Lines before the one containing "For the benchmark, point to the shadow on ground" are excluded; print that line and every line after it through the end of the material below, exactly.

▸ **Records for processing**:
— Start —

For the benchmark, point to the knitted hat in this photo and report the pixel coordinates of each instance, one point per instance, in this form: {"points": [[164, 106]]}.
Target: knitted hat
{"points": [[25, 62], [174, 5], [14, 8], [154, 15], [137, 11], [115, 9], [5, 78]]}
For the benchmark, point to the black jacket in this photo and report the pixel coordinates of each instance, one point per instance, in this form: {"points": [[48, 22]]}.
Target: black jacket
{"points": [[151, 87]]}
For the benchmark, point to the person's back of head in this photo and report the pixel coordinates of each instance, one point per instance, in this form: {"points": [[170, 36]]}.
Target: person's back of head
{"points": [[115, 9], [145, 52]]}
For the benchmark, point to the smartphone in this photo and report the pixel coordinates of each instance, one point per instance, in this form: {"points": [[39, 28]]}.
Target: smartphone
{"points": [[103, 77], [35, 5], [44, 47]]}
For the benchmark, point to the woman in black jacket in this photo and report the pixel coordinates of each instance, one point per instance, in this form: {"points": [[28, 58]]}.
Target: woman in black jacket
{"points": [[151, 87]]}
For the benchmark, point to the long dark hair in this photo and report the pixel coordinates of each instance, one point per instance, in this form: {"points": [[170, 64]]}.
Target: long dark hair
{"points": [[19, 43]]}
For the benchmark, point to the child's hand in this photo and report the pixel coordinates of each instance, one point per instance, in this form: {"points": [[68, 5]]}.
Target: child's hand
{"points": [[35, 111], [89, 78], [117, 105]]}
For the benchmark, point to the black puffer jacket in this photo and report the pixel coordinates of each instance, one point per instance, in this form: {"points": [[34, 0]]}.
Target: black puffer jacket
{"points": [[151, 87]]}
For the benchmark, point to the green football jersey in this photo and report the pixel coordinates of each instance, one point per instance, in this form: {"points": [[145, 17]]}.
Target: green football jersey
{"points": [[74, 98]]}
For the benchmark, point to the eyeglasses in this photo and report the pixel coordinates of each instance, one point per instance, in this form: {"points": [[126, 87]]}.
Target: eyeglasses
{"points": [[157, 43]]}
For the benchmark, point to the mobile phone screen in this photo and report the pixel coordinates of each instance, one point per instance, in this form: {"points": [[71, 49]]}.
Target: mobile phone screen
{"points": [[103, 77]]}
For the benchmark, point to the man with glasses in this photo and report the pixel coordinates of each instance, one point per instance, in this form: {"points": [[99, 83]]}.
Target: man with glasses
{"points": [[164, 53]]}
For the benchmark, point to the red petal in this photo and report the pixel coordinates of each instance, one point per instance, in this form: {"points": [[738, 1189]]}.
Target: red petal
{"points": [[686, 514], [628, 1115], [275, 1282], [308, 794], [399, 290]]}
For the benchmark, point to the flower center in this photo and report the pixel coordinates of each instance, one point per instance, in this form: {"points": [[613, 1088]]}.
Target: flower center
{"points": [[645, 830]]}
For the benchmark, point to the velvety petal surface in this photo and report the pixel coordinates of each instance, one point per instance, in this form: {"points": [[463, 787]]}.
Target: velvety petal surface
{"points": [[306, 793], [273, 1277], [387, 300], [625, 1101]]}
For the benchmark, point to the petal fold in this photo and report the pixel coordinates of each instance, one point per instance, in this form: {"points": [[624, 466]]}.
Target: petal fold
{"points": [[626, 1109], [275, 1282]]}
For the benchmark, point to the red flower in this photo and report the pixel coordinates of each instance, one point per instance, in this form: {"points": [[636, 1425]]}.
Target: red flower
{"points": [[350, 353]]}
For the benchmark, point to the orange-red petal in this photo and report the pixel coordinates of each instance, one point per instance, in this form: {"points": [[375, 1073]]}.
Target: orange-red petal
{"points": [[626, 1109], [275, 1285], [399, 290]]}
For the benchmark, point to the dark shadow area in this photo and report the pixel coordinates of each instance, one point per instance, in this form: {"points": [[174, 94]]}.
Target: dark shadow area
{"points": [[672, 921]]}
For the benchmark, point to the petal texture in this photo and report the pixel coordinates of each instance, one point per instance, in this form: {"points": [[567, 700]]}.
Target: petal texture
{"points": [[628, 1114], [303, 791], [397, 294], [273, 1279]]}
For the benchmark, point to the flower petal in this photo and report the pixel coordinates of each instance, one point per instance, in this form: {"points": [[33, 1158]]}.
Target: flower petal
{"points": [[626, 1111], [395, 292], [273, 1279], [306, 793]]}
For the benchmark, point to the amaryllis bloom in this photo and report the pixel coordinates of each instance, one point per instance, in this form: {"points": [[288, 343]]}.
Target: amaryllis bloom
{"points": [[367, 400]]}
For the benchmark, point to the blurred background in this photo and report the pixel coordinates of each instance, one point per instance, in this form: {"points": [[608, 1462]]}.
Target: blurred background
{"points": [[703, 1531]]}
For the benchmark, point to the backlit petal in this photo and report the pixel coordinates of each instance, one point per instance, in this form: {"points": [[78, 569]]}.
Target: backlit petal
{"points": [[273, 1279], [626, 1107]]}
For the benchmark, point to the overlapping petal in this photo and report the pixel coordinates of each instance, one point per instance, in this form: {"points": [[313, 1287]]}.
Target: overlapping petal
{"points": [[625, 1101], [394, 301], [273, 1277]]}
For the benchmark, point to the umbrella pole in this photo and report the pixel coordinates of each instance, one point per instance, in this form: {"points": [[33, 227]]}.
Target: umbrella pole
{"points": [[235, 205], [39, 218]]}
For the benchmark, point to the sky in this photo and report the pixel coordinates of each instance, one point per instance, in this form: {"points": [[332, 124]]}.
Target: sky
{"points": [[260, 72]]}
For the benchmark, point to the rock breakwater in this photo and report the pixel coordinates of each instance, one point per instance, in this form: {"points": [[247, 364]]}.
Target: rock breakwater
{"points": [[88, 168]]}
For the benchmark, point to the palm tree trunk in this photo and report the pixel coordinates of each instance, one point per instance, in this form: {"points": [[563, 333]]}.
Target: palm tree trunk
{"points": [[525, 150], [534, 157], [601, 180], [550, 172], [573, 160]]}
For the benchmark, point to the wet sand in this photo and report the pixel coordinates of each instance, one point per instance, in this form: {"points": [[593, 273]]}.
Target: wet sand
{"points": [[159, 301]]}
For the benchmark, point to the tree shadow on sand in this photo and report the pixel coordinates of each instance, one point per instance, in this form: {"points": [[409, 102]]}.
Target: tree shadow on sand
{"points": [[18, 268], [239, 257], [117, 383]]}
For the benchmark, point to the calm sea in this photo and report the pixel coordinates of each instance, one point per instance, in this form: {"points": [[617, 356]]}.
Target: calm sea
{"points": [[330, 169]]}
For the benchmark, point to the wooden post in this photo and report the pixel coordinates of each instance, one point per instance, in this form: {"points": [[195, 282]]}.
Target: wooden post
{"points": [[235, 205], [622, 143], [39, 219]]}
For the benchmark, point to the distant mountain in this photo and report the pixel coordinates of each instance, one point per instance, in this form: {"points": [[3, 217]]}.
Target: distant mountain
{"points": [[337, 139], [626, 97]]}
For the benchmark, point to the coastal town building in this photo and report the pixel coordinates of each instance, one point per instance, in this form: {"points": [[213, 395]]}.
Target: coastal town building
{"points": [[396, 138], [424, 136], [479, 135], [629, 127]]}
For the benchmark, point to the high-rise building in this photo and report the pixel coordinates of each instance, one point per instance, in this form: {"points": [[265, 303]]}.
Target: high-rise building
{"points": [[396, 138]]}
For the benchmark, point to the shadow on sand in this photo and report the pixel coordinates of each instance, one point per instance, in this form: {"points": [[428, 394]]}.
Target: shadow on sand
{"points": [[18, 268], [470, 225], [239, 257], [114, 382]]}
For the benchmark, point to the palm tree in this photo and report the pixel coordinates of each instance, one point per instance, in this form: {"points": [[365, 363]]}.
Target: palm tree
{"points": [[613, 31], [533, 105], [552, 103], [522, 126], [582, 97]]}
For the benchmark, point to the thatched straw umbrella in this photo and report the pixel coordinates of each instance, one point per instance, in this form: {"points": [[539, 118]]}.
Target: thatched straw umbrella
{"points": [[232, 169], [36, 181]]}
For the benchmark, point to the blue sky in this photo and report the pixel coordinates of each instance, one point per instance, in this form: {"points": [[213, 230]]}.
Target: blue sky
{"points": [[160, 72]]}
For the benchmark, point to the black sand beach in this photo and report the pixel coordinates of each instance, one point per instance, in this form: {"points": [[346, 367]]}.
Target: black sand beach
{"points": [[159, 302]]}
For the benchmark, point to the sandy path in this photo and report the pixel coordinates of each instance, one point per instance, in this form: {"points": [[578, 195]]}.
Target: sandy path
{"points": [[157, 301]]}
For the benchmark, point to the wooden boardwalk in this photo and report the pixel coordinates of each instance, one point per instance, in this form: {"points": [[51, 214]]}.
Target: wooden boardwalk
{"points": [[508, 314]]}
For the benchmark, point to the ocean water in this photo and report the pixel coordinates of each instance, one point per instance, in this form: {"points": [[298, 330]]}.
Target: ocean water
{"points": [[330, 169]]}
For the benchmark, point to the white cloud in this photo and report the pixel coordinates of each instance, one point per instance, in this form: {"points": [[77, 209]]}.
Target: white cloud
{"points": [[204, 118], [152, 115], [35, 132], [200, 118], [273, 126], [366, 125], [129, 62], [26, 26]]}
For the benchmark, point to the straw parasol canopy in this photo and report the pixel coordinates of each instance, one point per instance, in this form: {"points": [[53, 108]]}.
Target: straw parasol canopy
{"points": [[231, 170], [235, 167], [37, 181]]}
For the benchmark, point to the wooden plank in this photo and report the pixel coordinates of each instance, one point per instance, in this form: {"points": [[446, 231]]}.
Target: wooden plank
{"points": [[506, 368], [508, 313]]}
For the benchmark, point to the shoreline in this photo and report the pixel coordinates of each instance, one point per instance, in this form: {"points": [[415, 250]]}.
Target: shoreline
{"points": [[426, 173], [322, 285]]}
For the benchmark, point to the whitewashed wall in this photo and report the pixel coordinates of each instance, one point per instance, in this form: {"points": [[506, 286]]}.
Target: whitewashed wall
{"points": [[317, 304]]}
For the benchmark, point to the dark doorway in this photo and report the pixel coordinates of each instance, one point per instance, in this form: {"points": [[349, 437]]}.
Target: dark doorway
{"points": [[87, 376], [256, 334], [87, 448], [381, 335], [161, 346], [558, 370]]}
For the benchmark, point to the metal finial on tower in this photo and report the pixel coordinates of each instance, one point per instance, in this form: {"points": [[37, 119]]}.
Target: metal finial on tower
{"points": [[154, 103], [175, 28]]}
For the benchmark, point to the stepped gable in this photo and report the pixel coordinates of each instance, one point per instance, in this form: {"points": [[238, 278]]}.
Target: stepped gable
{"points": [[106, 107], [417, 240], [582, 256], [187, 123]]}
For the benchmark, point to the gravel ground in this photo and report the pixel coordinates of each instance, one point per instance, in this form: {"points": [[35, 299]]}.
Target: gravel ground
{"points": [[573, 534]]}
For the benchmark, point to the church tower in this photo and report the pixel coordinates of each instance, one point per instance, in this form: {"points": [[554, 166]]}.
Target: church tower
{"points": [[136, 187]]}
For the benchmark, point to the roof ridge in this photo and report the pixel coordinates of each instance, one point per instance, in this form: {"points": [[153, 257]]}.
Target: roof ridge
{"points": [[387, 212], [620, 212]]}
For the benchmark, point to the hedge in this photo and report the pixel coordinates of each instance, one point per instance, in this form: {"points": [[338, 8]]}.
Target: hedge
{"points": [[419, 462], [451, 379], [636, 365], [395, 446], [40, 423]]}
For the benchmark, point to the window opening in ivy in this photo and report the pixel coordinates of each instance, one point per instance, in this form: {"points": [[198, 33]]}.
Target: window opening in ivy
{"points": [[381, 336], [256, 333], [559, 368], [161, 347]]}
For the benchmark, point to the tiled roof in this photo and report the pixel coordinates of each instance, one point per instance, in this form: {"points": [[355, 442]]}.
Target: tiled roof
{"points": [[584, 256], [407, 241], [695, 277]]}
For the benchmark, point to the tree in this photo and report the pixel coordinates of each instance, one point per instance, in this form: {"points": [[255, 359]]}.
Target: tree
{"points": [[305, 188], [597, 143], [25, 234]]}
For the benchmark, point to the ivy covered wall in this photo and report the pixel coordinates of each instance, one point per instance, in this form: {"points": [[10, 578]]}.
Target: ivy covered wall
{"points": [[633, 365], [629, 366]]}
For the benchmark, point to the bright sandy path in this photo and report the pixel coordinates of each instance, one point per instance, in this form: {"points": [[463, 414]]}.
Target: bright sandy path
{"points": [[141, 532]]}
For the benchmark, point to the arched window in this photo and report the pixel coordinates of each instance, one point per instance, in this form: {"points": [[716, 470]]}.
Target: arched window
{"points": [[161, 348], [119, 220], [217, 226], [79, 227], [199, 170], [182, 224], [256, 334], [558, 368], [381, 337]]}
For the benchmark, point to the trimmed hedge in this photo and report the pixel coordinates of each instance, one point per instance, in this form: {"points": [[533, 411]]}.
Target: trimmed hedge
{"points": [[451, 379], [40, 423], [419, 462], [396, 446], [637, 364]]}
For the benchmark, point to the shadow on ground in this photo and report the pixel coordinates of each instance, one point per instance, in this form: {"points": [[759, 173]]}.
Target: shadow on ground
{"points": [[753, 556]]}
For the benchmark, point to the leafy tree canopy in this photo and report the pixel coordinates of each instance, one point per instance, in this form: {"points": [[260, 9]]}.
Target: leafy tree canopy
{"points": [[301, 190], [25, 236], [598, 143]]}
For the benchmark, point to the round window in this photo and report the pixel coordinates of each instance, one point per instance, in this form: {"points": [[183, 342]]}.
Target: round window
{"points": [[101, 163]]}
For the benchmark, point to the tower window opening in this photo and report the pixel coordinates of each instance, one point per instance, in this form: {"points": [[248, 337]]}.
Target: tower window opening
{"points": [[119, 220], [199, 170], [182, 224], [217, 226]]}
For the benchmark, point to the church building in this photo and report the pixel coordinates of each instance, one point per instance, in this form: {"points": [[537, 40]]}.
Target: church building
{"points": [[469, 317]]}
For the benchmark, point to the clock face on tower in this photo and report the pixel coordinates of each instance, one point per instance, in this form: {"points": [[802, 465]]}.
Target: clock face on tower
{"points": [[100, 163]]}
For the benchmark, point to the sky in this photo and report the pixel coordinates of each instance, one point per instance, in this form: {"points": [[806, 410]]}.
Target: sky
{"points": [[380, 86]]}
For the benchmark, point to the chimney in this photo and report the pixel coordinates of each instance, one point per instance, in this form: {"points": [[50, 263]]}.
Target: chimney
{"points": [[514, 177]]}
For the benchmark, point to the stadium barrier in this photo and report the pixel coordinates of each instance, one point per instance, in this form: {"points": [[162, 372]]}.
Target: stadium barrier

— End —

▸ **Answer for this exercise**:
For the benchmark, point to the shadow on ground in this photo and report the pixel coordinates of each instance, one point per instance, in this form: {"points": [[759, 173]]}.
Target: shadow on ground
{"points": [[753, 556]]}
For the benchmark, point to the leafy tree canopy in this photo and report the pixel coordinates of each instance, one point per instance, in this form: {"points": [[260, 9]]}.
Target: leafy tree canopy
{"points": [[301, 190], [25, 236], [598, 143]]}
For the benchmark, point to the round window in this photo and report the pixel coordinates of each instance, one point per instance, in this form: {"points": [[183, 342]]}.
Target: round window
{"points": [[101, 163]]}
For the benchmark, point to the tower window opening in this photo and report the pixel coordinates of each instance, one point per instance, in this form: {"points": [[248, 337]]}.
Target: tower window opening
{"points": [[119, 220], [199, 170], [182, 224], [217, 226]]}
For the benchmark, point to the church building in this photo and report the pixel coordinates of each instance, one point per instance, in this form: {"points": [[537, 40]]}.
Target: church building
{"points": [[469, 317]]}
For the benchmark, point to the clock face on tower in this photo and report the pixel coordinates of each instance, one point per instance, in this form: {"points": [[802, 465]]}.
Target: clock face on tower
{"points": [[100, 163]]}
For the benchmark, point to the sky in this photo and report the pixel coordinates of each instance, one point per instance, in this form: {"points": [[806, 410]]}.
Target: sky
{"points": [[380, 86]]}
For the benchmark, point to the chimney in this photo and report the pixel coordinates of each instance, one point per instance, in this form: {"points": [[50, 263]]}.
Target: chimney
{"points": [[514, 177]]}
For the benchmark, point to the stadium barrier in this photo and report the pixel coordinates of each instance, one point per instance, in this form: {"points": [[162, 372]]}.
Target: stadium barrier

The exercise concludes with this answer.